- QUOTED TEXT:
----------

Non-qualified teachers have been accredited to teach. Accreditation is normally only given to fully-qualified teachers with legitimate degrees and only after they have submitted notarised qualifications, plus Working With Children Check and other documents, to the relevant authorities. Now, corporate staff are being accredited despite having no qualifications or experience. It doesn’t help students, and it dismisses the years of valuable experience of existing teachers.

FIFO Teachers

New South Wales proposed flying teachers from cities out to regional and remote areas where the shortage is felt most acutely. The government would cover the cost of flights, and pay the teachers for their work. The duration of the contract was not specified, but Gavrielatos quickly exposed numerous flaws in this opportunistic political announcement:

Well, where are they going to find the teachers from? What schools, from what cities? We have a shortage.

Also, where are these FIFO teachers currently living? They’re likely to be renting, and would have to pay dead rent while teaching in the remote location. They would expect accommodation to be provided to compensate for the dead rent, so the government would have to cover flights and accommodation. Also, casual teachers in urban areas are likely to be working already, because there’s a huge teacher shortage, so would give up work at existing schools to go bush – and they would expect to be paid a lot more than they earn at urban schools. This costs the government even more money.

Victoria is apparently offering Melbourne-based teachers up to $700 a day to teach in regional schools. The incentive applies to teachers relocating from metro areas, interstate, or overseas who work in a regional role for at least two weeks. Other financial incentives are also involved.

However, it doesn’t appear to cover accommodation.

What’s harder than finding teachers? Finding and affording rental properties in major cities. If teachers leave their current rental to take up this offer for say 1 term, they then have to find, and afford, a new rental back in the city.

Loophole?

There is a potential loophole in Victoria’s plan. A current teacher in a regional school could quit their job upon learning of this plan. They could then re-apply for exactly the same job and earn $700 a day instead of about 350 – 400 a day. If they’re prevented from doing this due to technicalities, they’re likely to be upset that they are earning less than casuals despite committing, sticking around and devoting themselves to the students despite all of the disruptions and challenges at their school. There’s a reason these schools are understaffed.

Where is the reward for staying committed to the profession and to regional students?

Retired teachers

Retired teachers have answered the call of desperate schools. If retired teachers are happy to go back into the classroom, that’s great. They would also be prime candidates for FIFO teaching. However, haven’t they already done enough? Haven’t they earned a rest?

Career change

Governments are also attempting to lure professionals from other careers into teaching. Prior learning credit would be given to professionals who would be accelerated through a teaching degree. They might come, but will they stay?

----------

- DATA:
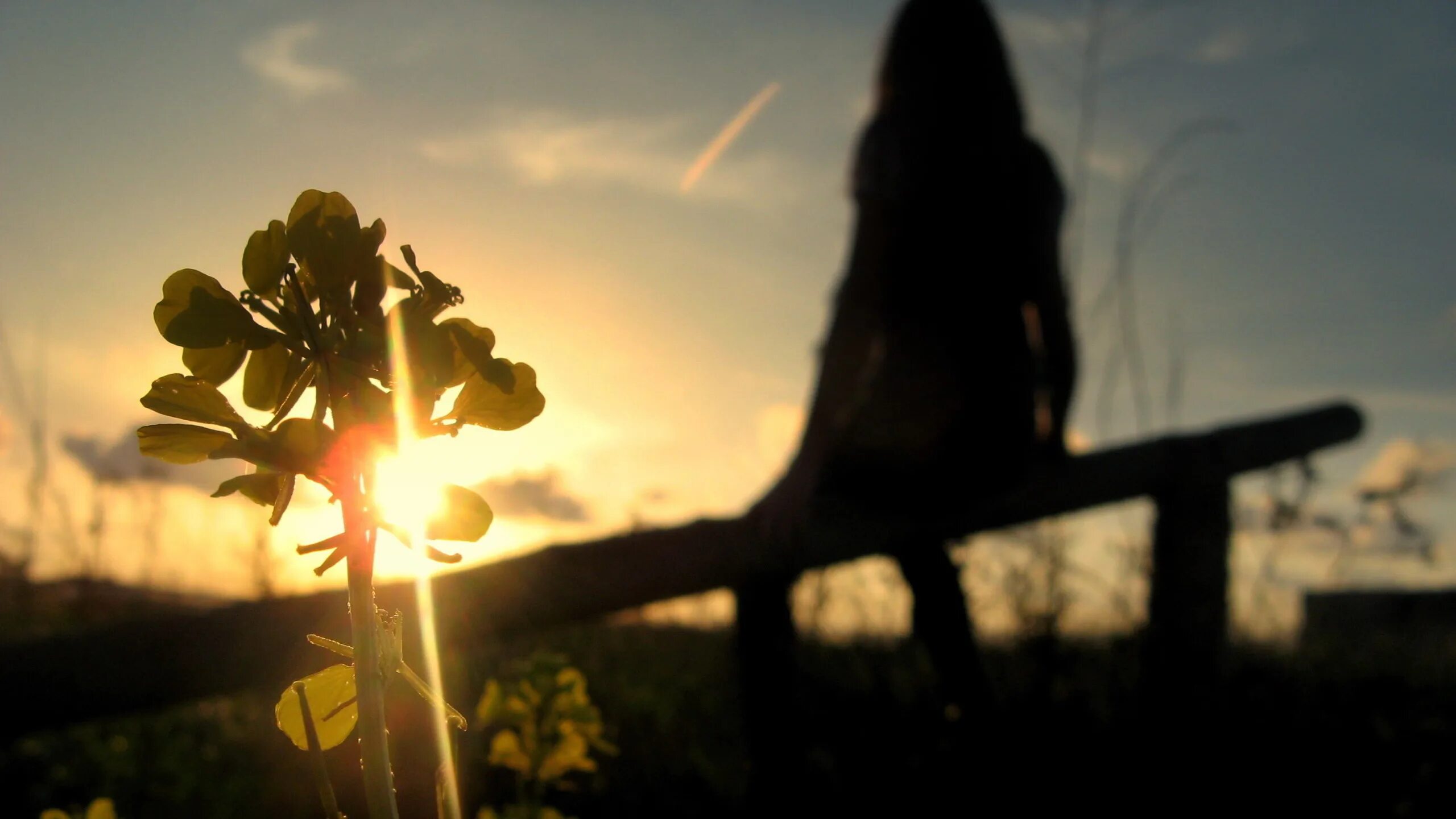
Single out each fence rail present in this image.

----------

- REQUIRED WORK: In the text on teacher shortages, how long must teachers work in a regional role to qualify for Victoria's incentive?

- ANSWER TO THIS TASK: At least two weeks.